═════ Recorded information

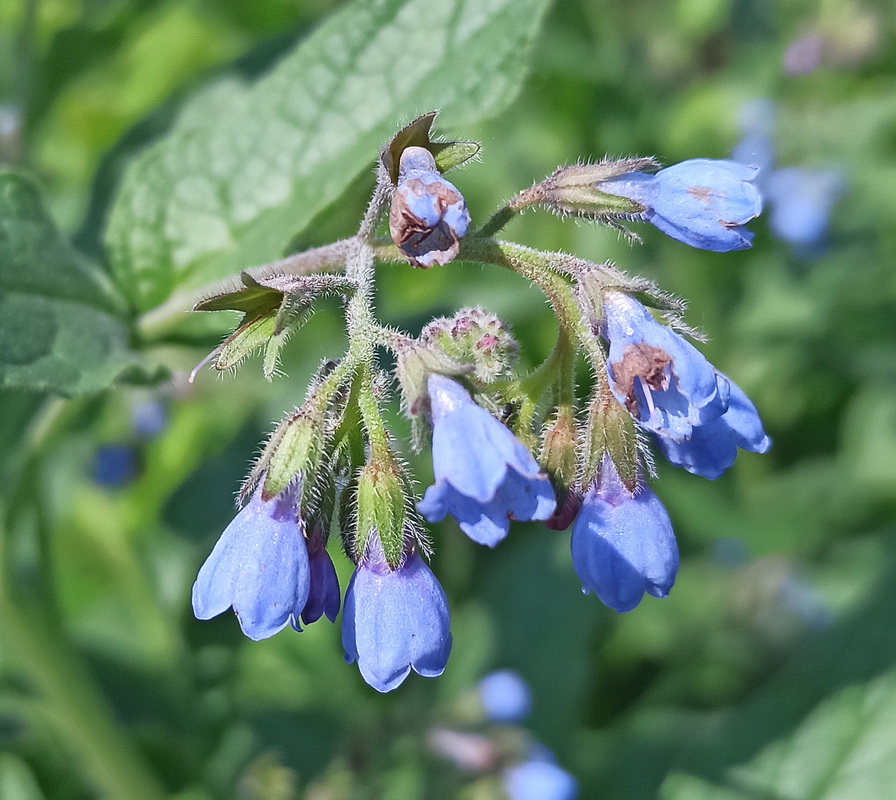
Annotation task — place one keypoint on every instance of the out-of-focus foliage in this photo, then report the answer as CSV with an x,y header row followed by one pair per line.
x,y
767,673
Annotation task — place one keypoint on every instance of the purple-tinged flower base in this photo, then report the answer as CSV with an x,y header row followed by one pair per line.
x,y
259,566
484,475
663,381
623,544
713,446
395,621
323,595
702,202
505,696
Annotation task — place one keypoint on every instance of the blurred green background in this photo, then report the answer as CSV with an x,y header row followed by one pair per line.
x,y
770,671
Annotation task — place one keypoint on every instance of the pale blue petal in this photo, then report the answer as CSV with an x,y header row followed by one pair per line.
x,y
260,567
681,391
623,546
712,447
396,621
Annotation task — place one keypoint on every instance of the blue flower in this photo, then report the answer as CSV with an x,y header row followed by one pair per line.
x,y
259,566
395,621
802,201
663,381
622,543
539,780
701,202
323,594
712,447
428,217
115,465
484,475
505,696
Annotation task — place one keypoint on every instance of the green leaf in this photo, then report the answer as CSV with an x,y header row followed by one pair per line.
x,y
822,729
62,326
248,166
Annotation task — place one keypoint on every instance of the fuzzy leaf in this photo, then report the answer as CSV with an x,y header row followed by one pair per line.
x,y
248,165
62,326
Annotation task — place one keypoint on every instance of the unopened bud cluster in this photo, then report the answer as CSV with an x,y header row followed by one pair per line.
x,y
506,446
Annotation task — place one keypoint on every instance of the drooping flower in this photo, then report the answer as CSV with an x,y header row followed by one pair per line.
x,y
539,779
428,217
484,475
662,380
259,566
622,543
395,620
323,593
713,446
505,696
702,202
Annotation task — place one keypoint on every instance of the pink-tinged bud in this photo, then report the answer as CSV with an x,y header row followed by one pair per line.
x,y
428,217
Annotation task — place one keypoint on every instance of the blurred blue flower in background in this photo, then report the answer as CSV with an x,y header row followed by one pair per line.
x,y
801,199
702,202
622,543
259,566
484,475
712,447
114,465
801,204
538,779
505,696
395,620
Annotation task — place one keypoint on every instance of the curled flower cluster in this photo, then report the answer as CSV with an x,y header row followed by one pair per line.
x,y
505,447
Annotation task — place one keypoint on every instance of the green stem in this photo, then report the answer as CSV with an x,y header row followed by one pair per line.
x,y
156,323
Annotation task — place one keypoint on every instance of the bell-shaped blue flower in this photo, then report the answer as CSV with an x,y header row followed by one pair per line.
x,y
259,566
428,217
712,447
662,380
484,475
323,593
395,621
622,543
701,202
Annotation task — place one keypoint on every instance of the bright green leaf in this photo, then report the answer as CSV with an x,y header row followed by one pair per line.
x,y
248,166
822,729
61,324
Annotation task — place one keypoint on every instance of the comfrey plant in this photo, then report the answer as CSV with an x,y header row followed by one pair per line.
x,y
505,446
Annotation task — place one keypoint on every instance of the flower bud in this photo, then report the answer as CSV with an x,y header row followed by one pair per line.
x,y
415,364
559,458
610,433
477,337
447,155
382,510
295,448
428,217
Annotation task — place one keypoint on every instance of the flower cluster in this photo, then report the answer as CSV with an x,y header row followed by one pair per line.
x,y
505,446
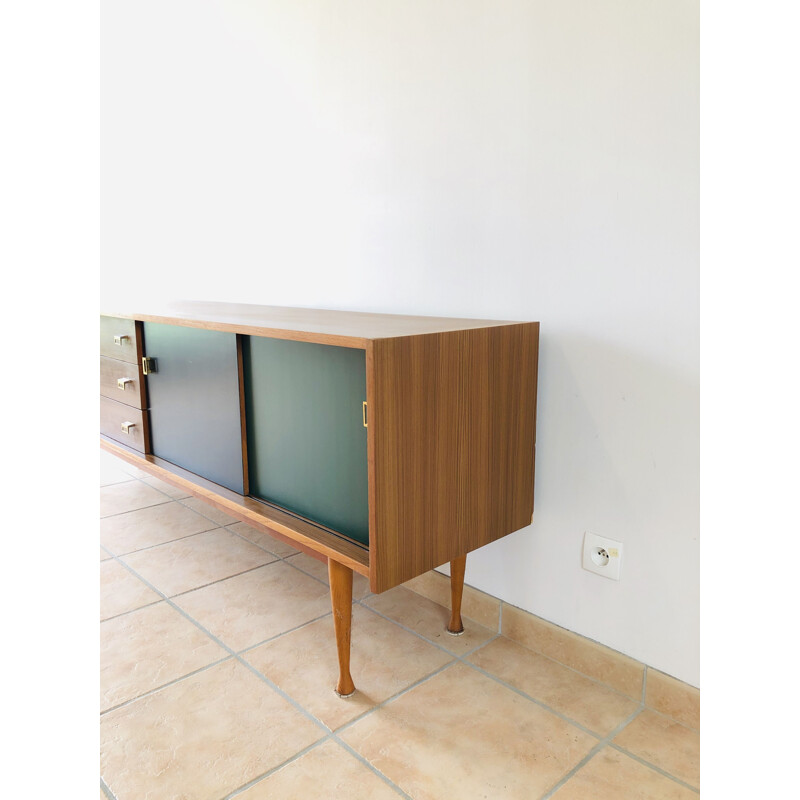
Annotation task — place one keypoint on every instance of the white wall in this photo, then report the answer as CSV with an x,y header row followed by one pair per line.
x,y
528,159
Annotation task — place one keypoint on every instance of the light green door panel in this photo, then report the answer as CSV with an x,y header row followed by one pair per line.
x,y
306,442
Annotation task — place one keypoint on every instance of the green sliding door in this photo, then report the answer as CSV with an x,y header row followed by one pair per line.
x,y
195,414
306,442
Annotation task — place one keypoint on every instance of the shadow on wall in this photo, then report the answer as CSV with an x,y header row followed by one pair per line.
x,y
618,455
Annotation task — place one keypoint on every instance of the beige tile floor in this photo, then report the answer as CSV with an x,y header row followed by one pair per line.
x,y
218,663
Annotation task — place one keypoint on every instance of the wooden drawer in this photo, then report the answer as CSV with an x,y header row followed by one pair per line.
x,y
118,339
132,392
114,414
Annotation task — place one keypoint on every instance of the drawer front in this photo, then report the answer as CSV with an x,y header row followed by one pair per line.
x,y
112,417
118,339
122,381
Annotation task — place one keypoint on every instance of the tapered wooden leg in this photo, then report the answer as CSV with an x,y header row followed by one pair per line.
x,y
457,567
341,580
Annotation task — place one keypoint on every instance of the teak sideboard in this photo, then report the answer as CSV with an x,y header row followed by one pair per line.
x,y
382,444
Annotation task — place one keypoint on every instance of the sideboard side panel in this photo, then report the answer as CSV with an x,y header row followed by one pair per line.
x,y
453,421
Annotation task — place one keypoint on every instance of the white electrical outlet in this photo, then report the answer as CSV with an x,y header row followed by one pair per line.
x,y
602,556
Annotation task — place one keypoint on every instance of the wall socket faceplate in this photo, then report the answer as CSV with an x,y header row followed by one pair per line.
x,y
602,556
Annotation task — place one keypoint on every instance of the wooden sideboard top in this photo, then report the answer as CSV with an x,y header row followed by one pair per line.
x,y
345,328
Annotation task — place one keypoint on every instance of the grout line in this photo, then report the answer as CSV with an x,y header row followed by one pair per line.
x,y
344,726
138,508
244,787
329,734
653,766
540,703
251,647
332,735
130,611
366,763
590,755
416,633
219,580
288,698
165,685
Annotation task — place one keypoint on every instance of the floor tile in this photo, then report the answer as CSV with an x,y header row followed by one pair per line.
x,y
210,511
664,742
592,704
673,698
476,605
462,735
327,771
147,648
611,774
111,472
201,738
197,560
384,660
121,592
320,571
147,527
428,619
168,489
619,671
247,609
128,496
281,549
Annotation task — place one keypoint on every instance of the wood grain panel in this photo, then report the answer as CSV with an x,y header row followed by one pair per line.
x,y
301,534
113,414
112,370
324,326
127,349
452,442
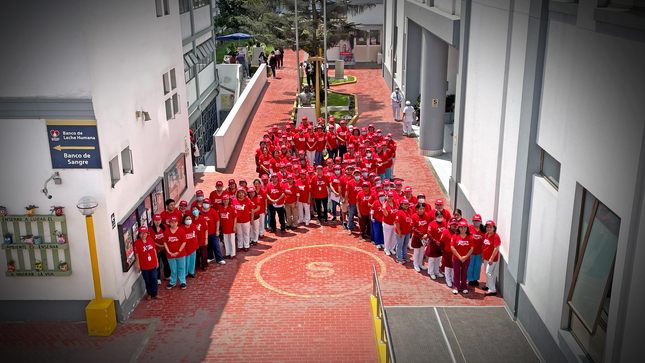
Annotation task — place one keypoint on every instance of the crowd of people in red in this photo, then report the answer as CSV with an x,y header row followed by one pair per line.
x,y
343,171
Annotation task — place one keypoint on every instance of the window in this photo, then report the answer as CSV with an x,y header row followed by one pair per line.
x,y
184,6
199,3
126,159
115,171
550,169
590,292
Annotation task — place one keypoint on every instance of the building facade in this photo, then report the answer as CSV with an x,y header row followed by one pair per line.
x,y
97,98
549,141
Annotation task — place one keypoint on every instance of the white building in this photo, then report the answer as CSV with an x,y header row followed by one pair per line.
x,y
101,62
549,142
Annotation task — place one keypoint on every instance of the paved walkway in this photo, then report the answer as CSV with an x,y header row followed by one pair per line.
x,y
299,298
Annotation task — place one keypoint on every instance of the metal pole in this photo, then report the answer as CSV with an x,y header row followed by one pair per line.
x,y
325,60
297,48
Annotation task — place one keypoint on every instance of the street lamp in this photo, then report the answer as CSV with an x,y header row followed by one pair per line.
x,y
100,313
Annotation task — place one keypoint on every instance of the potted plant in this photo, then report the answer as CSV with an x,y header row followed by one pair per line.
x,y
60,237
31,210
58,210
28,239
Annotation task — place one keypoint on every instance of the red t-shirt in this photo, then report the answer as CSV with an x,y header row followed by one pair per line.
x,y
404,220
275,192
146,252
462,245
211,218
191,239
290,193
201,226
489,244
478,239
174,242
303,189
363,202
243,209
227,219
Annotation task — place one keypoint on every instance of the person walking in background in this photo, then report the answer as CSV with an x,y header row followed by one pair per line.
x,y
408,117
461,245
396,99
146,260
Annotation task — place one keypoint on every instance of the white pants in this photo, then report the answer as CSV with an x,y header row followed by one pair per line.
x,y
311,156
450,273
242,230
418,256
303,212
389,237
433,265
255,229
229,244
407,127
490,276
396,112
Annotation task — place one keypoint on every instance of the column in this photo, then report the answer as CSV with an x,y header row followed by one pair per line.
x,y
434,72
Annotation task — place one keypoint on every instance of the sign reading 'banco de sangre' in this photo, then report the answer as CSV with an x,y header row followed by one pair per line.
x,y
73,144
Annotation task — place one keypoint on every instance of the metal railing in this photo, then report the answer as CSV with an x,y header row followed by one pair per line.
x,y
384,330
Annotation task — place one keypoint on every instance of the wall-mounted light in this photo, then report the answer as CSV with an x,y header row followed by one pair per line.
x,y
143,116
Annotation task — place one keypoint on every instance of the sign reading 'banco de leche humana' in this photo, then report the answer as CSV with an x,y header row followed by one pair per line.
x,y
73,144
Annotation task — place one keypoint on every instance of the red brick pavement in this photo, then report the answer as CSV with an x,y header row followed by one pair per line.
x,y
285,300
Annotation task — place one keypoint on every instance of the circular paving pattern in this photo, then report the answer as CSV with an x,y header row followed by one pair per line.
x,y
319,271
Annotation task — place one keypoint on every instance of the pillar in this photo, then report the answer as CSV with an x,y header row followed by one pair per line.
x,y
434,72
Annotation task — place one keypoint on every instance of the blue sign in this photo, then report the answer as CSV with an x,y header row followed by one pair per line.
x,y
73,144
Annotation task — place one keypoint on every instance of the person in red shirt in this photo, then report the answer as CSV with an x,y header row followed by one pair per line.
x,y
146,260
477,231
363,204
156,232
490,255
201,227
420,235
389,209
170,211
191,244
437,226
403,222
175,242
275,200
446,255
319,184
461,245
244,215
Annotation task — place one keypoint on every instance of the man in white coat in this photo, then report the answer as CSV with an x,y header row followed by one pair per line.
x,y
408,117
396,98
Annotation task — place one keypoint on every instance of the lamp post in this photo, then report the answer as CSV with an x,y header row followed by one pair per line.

══════════

• What you should do:
Reproduce only the lines running from the one that contains "of the pillar" to the last line of the records.

• Output for this task:
Annotation task — place one keypoint on every instance of the pillar in this photo, then report the answer as CSV with an x,y header row followed by one pair per line.
x,y
434,72
Annotation task — place one keypoint on every instance of the blue sign in this photo, then report the answer as CSV with an x,y header row followed by one pair per line.
x,y
73,144
Annotation task — place one keypoint on every instance of the person in red shirt in this photo, then report the answer as CSV with an x,y header row followed by one pair per line.
x,y
146,260
477,231
363,204
156,232
490,255
201,227
420,235
389,209
170,211
191,244
437,226
403,222
175,242
275,200
446,255
319,184
461,245
244,215
Annotation task — place one keypoint on every instance of the man in white coat in this photo, then report the answer as CSV with an x,y header row followed by one pair per line.
x,y
408,117
396,98
Annotation task — place one keypoint on every instance of the lamp post in this photo, then report the answer as CSV with an x,y header row followed by one pair per line.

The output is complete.